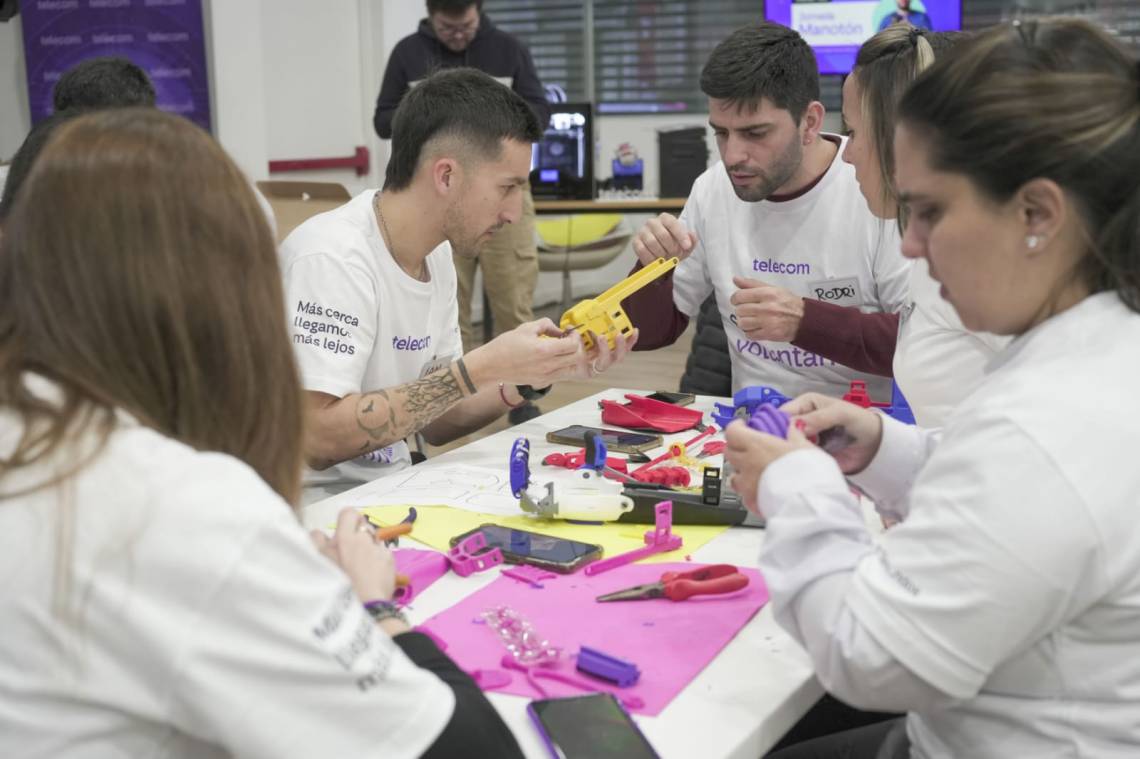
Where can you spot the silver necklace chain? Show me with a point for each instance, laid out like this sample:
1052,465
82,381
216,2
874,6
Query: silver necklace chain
422,276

**SHORT EXERCISE:** Copy out the records above word for word, leaving out the pictures.

**THE SOLUTION:**
Where can you spot the silver necklace chain? Show me with a point for each instance, laid out like this sample:
1052,465
82,381
216,2
874,6
Query: silver necklace chain
422,276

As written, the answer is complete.